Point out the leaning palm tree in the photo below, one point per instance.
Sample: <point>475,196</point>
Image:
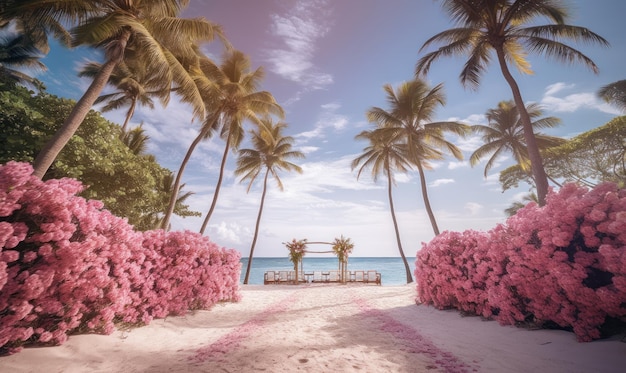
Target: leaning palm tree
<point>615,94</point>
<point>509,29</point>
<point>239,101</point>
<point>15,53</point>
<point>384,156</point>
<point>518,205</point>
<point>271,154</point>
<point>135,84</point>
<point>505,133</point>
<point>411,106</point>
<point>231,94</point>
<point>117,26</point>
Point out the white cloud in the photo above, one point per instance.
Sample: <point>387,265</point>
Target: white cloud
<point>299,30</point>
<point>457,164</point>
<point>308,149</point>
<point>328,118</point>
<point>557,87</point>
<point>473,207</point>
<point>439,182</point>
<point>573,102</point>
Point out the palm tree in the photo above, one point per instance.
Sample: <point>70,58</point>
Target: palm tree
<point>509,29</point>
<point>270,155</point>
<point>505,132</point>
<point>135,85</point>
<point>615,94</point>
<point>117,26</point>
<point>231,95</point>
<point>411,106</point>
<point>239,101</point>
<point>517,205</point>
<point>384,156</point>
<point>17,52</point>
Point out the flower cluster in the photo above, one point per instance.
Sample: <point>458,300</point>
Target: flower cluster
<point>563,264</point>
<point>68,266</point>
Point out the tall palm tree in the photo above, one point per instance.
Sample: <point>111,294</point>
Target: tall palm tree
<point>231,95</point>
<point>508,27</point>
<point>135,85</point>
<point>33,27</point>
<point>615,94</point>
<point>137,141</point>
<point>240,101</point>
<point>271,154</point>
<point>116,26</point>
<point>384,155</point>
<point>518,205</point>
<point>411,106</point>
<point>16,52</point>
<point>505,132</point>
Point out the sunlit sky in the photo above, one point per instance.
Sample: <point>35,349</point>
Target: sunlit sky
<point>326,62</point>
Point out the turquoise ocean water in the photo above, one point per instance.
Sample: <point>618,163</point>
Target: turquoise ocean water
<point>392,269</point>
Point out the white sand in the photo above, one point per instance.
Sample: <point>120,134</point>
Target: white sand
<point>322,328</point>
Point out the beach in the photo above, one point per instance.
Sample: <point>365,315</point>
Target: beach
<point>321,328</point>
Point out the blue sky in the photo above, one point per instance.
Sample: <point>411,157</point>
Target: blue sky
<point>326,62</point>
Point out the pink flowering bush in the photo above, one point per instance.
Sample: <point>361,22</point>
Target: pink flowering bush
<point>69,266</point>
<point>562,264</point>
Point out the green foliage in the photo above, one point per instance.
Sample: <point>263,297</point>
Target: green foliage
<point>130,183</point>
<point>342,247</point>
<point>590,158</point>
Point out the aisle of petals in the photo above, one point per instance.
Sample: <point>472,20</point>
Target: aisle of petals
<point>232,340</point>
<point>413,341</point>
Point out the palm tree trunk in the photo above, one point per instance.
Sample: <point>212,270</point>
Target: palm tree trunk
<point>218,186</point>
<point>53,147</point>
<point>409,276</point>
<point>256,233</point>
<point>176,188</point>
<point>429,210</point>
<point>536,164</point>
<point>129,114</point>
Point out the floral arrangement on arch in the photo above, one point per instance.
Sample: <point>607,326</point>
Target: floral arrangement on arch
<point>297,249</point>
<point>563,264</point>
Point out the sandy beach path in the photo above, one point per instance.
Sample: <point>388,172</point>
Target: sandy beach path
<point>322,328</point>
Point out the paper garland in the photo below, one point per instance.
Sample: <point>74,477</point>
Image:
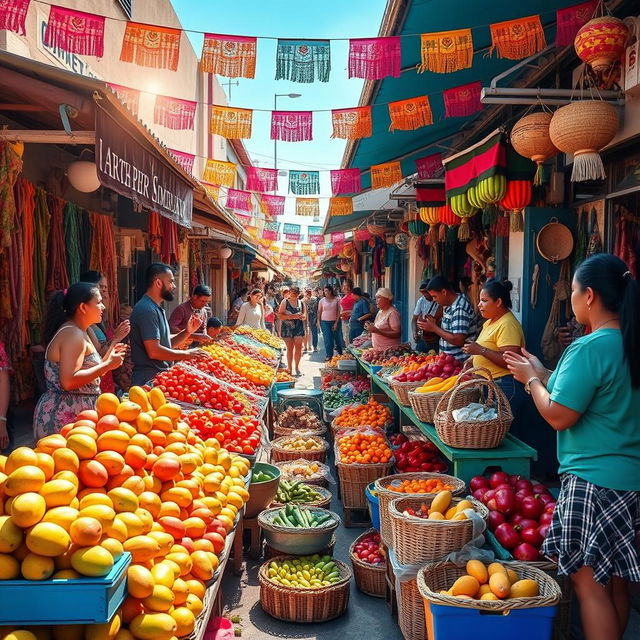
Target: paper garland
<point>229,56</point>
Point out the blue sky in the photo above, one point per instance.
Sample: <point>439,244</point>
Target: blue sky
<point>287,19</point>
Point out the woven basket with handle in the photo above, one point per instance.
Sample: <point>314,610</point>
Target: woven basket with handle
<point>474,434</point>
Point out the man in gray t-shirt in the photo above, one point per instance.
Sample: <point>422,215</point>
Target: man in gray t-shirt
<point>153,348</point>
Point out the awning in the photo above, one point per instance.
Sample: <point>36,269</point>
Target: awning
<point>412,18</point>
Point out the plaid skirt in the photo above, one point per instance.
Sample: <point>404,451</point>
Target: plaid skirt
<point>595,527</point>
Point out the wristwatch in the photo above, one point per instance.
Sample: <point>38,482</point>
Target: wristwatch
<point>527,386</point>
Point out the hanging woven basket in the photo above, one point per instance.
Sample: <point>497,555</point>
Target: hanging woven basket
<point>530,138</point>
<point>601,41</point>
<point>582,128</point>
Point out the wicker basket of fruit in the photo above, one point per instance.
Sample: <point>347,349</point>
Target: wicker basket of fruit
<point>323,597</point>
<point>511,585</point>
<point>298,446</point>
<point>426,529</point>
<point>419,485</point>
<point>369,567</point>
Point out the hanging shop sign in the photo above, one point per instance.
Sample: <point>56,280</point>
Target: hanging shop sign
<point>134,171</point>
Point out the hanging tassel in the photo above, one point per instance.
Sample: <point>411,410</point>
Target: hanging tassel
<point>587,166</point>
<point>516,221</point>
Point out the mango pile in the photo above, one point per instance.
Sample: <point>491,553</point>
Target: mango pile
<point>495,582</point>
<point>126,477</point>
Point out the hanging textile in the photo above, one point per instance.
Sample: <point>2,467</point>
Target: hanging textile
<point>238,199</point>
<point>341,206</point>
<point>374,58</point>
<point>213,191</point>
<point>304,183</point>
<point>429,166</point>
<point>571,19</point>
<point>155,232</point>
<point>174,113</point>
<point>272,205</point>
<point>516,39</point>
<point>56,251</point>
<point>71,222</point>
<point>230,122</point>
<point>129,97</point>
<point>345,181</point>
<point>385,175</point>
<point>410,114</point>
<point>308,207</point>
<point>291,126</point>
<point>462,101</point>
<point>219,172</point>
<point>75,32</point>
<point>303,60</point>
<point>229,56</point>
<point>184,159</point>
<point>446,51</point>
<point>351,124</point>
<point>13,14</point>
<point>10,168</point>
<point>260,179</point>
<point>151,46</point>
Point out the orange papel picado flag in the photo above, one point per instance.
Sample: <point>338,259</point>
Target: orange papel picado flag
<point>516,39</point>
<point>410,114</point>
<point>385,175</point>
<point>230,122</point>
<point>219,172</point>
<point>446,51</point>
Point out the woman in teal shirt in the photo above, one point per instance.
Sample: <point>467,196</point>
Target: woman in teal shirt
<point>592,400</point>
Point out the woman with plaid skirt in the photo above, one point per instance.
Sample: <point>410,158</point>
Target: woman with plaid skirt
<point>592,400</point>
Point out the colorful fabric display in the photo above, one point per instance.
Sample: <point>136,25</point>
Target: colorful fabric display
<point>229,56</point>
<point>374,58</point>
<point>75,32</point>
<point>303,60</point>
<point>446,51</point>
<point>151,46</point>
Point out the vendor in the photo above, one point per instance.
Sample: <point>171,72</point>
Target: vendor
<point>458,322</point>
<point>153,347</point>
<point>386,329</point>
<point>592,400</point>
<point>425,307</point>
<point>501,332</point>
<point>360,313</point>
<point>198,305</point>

☆ ☆ ☆ ☆ ☆ ☆ ☆

Aggiorna il materiale partendo dalla riga che contiene "Point out the awning" e fermandoti dopo quella che contiene "<point>595,527</point>", sostituendo "plaid skirt" con "striped skirt" e lasciando invariato tutto il resto. Riporta soltanto queste righe.

### RISPOSTA AL COMPITO
Point out the awning in the photo above, one point per instance.
Sample: <point>36,269</point>
Target: awning
<point>412,18</point>
Point out the striped skirt in the photo above, one point per instance.
Sample: <point>404,451</point>
Target: striped skirt
<point>595,527</point>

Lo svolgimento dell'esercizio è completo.